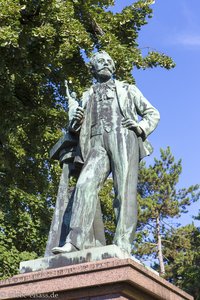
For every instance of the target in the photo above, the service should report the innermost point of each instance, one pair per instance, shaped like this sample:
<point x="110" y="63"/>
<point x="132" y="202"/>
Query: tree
<point x="160" y="201"/>
<point x="182" y="252"/>
<point x="41" y="44"/>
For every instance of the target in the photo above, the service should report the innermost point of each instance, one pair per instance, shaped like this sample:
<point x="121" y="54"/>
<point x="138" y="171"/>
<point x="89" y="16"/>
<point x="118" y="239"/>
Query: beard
<point x="104" y="74"/>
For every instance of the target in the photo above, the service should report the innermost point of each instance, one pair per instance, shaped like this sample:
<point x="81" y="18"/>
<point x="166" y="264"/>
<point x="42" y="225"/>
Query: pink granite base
<point x="107" y="279"/>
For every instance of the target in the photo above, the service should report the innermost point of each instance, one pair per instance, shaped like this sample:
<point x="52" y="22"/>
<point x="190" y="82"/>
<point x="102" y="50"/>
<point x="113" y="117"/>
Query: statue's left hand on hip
<point x="132" y="125"/>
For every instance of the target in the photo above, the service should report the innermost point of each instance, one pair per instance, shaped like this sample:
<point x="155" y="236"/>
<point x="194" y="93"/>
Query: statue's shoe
<point x="67" y="248"/>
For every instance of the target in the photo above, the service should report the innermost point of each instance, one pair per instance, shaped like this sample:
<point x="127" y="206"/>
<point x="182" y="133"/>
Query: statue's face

» Goal of the exercise
Exclude all images and restate the records above word for word.

» Result of this task
For every instance of the target in the photo above, the service should report the innermost point of each instance, one pair per instance, shaped like this sample:
<point x="110" y="63"/>
<point x="132" y="202"/>
Query: tree
<point x="160" y="201"/>
<point x="182" y="252"/>
<point x="41" y="44"/>
For every instance of the target in the photo above, the service should report the innermost point of each instance, one pair per instance, shaped like this sample:
<point x="121" y="54"/>
<point x="138" y="171"/>
<point x="89" y="16"/>
<point x="118" y="239"/>
Query: beard
<point x="104" y="74"/>
For every instance of the target in the photo above, the service should report the innermost point of each instance, one pair per instance, shaped like this sample:
<point x="81" y="18"/>
<point x="166" y="264"/>
<point x="42" y="225"/>
Query: pink granite base
<point x="107" y="279"/>
For every instance of the target in the photo above, the service should report the innermost point of each instance, one pair per instance, shaped like this sample:
<point x="52" y="22"/>
<point x="190" y="82"/>
<point x="102" y="50"/>
<point x="113" y="117"/>
Query: statue's left hand on hip
<point x="132" y="125"/>
For every instance of the target in the photo above, the service should report the innermost point of each instance, one pair per instance, shaped like this sample:
<point x="155" y="236"/>
<point x="194" y="93"/>
Query: statue's shoe
<point x="67" y="248"/>
For every instance of the target in the photo above, the service should report the innermost point of each instance, one pair per instance, shaped like this sample:
<point x="127" y="206"/>
<point x="182" y="133"/>
Query: statue's face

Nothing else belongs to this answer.